__Wat je doet__:
a: Noem alle percentages die in de tekst over armoede voorkomen.
b: Zet de tekst over armoede voort na de laatste zin.

__Aangeleverde tekst__:
>>>>

Volgens een recente brief van achttien landelijke hulporganisaties aan alle gemeenteraden raken steeds meer mensen in financiële problemen. Maar armoedebestrijding is niet gebaat bij de vrijwel nietszeggende inhoud van hun brief.
In 2012 behoorden ruim 1,3 miljoen (8,4 procent) mensen tot een huishouden met een laag inkomen, waaronder 391.000 (11,8 procent) kinderen. Iets meer dan een op de zes Nederlandse huishoudens (17,2 procent) liep in dat jaar een risico op problematische schulden, had die schulden al of zat in een schuldhulpverleningstraject. Vanwege een laag inkomen en flinke schulden worstelen deze armen dagelijks met het probleem hoe ze rond kunnen komen en hoe ze mee kunnen blijven doen aan de samenleving. Soms verliezen mensen zelfs een dak boven het hoofd. De hulporganisaties vinden dat niemand als gevolg van zijn financiële situatie buiten spel mag staan, zeker kinderen niet.

<<<<

__Geëxtraheerde gegevensrijen__:
>>>>

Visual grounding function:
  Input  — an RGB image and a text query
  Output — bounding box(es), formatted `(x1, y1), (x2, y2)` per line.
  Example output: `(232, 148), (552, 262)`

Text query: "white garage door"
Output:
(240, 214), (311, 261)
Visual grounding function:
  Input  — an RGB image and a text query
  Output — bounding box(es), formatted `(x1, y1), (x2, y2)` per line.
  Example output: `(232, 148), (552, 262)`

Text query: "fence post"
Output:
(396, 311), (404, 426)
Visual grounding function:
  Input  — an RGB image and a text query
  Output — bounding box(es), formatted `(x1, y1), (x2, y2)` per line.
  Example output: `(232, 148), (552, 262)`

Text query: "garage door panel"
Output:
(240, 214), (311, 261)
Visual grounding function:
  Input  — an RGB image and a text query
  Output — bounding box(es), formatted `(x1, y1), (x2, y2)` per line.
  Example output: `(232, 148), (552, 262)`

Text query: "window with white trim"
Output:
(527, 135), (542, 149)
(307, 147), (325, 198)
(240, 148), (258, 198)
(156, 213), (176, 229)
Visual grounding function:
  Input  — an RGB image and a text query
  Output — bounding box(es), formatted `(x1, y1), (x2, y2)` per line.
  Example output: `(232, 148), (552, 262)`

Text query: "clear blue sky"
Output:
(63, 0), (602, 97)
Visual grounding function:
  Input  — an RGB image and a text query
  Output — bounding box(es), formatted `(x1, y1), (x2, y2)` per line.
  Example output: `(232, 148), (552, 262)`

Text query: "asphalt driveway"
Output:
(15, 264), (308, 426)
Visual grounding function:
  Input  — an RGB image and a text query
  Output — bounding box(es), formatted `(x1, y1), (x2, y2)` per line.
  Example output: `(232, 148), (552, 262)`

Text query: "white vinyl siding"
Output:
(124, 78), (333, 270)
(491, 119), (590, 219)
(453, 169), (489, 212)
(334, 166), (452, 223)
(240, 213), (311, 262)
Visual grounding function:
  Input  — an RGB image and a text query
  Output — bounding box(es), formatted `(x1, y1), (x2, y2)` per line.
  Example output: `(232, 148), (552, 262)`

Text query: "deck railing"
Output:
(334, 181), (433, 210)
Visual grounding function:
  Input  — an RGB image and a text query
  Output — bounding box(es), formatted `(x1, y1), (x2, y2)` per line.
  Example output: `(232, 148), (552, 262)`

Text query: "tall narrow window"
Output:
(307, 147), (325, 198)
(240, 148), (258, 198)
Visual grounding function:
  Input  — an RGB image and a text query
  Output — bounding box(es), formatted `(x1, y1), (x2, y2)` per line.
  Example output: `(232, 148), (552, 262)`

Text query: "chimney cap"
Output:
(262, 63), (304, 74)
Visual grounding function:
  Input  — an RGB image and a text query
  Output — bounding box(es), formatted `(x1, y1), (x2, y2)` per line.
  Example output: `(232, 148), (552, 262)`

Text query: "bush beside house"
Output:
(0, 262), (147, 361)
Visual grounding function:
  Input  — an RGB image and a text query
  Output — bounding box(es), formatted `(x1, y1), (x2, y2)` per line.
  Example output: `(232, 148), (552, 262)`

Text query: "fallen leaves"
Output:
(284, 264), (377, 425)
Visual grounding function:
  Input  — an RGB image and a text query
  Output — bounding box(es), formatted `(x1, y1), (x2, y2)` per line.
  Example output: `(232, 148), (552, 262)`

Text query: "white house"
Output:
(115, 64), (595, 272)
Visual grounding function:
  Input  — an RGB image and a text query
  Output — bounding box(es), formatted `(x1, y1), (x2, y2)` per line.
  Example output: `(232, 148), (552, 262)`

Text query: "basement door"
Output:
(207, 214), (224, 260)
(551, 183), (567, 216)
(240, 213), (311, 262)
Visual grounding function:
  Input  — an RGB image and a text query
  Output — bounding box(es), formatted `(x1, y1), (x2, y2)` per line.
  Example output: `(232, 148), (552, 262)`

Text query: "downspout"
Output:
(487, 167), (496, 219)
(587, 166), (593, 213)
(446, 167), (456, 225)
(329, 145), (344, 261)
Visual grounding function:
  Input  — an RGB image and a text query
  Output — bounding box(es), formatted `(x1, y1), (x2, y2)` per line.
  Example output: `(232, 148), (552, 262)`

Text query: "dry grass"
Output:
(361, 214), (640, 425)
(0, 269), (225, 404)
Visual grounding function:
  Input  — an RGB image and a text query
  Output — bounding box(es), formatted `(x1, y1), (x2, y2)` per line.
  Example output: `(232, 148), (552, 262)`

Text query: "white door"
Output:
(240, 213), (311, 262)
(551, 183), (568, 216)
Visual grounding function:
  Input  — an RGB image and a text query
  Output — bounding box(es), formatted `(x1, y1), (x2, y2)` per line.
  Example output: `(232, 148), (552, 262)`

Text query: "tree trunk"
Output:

<<<<

__Antwoorden__:
a: 8,4 procent, 11,8 procent en 17,2 procent

b:
Na deze schrijnende vermelding van de feiten doen de organisaties in hun brief de nogal vrijblijvende oproep dat armoedebestrijding en schuldhulpverlening in de nieuwe collegeprogramma’s van gemeenten prioriteit moet krijgen. Uiteraard zullen alle gemeenteraden benadrukken dat het bij hen “de allerhoogste prioriteit” heeft. De VVD voorop. Maar hoe of wat, welke maatregelen er moeten worden genomen en wat een goed beleid is, daar laat de brief zich niet over uit. En vanzelfsprekend plaatsen de organisaties die de brief hebben ondertekend, zoals de Sociale Alliantie, de Voedselbanken, Cordaid, het Leger des Heils en Kerk in Actie, zichzelf in het zonnetje. Ze geven aan dat er toch vooral wel met hen moet worden samengewerkt, dat ze al veel doen en dat ze samen met gemeenten een bijdrage kunnen leveren aan de armoedebestrijding.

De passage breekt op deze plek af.